◆ Exercise aim
Repeat, exactly as written, the line containing "Target | ice cliff face" and each line after it through the end of the data.

---------------

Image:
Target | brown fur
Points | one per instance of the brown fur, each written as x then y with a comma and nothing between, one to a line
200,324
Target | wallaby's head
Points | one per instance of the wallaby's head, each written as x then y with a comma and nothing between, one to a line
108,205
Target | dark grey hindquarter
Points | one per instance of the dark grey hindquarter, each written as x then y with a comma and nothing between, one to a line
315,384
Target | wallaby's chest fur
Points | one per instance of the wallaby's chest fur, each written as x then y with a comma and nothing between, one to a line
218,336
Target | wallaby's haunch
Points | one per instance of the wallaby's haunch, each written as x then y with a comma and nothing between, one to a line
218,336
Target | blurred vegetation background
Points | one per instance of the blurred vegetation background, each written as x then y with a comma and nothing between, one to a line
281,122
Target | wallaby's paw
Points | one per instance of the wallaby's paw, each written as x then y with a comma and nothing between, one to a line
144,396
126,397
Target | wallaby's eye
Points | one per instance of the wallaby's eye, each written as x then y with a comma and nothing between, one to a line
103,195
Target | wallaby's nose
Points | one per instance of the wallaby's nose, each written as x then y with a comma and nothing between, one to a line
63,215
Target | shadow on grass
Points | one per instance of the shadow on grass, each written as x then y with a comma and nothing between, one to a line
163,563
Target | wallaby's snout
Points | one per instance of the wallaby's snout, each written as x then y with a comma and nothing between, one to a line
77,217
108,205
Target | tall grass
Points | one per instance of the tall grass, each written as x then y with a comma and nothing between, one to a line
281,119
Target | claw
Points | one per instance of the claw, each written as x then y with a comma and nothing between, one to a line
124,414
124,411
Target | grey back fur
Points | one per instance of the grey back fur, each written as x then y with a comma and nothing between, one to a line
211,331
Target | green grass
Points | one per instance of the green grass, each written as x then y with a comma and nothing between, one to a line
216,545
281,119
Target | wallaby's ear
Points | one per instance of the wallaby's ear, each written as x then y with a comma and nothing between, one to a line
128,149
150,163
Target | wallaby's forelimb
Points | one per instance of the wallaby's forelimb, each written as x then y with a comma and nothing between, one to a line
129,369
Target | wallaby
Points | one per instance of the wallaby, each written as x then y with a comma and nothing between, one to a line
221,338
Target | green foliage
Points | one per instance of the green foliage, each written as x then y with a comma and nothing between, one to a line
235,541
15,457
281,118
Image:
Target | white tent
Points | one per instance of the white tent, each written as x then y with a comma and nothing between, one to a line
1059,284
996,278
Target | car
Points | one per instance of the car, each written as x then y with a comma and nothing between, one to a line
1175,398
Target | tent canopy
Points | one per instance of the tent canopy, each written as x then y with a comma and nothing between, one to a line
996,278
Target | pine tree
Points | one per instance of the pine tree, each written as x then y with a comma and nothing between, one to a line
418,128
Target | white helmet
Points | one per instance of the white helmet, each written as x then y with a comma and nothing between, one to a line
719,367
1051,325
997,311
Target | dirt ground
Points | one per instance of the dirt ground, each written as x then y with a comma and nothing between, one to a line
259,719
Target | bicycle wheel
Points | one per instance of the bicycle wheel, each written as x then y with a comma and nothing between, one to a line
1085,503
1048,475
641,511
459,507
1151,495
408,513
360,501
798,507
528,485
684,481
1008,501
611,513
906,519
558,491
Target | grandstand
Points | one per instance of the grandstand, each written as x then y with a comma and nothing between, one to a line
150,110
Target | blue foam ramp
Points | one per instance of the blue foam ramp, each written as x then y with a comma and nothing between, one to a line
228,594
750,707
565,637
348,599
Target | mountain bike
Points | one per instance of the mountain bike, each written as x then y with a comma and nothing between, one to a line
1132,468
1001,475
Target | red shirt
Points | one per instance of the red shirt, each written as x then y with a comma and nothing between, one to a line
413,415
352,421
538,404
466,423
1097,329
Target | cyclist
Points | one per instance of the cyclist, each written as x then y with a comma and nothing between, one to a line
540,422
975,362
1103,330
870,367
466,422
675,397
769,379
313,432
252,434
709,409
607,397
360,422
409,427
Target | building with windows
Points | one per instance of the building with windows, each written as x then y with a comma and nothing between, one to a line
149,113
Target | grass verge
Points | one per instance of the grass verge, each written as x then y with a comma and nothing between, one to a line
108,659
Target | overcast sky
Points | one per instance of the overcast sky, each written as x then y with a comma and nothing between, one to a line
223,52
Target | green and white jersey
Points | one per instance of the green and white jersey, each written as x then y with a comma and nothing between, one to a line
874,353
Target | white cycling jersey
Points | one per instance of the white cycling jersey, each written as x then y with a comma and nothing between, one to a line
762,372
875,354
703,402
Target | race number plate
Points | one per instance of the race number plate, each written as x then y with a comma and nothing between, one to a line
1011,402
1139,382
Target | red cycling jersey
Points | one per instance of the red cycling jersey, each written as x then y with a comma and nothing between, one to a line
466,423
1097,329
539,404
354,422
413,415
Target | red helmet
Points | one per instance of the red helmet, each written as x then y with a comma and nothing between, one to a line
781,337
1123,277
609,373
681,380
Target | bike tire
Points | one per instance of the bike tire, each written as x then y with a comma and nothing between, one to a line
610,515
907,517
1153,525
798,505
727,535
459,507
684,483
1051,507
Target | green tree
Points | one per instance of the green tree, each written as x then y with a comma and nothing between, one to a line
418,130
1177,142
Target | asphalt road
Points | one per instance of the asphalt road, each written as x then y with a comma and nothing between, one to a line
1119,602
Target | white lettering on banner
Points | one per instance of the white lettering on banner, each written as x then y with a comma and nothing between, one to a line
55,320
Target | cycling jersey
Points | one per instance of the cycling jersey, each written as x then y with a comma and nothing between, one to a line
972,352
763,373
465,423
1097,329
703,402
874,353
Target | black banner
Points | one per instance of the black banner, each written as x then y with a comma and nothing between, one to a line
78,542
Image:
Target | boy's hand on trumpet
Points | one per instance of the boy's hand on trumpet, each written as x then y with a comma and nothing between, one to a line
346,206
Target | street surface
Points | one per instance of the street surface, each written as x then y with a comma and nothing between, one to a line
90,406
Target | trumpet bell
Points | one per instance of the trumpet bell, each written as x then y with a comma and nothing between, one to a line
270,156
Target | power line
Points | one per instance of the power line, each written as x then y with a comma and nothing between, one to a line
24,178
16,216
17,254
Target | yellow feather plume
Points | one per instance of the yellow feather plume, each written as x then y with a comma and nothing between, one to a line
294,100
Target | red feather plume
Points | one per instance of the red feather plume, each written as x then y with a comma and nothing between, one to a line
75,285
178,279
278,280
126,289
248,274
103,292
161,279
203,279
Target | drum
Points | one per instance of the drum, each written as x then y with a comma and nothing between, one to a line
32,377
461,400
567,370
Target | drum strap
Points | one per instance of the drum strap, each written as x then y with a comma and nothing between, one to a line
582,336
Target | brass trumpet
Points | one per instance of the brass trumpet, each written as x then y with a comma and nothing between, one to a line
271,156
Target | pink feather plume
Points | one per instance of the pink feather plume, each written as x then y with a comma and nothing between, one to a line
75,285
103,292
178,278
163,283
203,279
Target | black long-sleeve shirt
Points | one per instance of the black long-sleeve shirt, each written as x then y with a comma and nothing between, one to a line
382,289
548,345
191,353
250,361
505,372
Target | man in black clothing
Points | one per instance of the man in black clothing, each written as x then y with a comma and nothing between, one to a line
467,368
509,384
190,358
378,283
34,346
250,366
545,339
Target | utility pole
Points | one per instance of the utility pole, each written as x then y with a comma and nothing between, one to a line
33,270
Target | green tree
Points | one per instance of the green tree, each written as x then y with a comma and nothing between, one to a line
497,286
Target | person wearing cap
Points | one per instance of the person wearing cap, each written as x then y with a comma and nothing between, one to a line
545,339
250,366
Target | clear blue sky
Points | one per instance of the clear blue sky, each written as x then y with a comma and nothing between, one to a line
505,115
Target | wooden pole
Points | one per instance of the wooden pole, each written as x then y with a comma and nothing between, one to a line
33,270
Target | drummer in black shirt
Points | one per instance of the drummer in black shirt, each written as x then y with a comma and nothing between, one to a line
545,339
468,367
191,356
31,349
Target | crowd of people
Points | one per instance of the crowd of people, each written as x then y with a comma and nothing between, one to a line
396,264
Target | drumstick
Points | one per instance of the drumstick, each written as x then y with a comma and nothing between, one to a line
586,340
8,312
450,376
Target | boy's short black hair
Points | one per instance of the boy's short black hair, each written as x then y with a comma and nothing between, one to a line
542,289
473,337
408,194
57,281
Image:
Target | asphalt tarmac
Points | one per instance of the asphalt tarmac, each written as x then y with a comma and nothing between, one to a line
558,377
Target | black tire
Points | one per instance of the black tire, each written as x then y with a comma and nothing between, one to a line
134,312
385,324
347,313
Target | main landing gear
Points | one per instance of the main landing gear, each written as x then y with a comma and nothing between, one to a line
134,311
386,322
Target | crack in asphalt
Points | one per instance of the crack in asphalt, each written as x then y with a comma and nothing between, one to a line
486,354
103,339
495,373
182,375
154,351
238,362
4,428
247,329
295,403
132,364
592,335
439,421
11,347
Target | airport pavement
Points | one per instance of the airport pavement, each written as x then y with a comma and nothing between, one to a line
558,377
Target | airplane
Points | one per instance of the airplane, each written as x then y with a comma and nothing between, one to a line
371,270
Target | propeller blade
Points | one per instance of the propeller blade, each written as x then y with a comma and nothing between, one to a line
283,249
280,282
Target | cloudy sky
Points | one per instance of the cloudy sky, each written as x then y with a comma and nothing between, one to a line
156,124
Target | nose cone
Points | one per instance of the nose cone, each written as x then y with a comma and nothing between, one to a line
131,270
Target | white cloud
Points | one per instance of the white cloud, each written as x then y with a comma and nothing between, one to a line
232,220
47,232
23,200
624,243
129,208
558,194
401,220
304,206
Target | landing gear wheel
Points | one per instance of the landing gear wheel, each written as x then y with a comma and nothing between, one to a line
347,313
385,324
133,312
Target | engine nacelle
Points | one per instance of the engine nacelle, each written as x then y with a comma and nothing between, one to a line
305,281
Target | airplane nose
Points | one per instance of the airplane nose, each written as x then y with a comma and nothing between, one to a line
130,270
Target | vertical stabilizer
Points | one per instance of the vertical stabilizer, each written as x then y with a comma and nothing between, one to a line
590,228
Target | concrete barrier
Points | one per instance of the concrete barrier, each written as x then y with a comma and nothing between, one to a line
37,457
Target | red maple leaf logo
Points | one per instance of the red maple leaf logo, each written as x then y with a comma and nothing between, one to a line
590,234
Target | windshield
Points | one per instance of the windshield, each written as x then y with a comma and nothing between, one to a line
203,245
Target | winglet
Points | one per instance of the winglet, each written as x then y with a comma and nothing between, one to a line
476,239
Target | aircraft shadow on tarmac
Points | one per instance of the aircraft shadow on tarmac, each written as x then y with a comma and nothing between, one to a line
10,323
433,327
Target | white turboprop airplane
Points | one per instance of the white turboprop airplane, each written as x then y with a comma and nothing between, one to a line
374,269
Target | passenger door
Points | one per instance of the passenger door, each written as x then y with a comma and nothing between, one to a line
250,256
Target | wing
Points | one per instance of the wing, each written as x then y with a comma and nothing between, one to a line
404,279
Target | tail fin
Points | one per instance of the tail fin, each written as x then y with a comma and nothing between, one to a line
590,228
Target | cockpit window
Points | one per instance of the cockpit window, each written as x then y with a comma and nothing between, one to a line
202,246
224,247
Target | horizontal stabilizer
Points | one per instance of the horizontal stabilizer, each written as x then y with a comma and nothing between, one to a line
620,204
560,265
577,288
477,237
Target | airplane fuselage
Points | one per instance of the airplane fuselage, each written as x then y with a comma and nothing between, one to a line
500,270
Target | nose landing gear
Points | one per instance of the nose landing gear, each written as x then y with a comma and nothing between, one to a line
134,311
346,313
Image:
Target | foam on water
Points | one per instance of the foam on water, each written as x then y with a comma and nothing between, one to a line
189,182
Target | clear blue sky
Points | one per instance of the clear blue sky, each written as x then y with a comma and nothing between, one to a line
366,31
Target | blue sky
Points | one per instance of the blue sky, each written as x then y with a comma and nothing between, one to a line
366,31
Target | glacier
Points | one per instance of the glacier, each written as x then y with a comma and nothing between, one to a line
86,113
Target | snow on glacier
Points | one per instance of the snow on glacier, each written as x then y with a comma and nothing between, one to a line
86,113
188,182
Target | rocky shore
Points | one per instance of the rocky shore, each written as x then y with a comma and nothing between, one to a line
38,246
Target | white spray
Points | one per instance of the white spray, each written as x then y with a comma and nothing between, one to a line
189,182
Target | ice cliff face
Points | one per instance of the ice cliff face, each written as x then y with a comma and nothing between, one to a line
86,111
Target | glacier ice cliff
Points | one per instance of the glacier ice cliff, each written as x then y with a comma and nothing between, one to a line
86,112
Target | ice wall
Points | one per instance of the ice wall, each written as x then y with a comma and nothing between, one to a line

---------------

◆ Answer below
Target | ice cliff face
Points | one per instance of the ice cliff face, each written as x then y with a comma and nothing between, one to a line
86,111
Target | glacier ice cliff
Points | one per instance of the glacier ice cliff, each written as x then y with a comma and nothing between, one to a line
86,112
Target | ice wall
Points | one per instance of the ice wall, each written as x then y with a comma and nothing between, one to a line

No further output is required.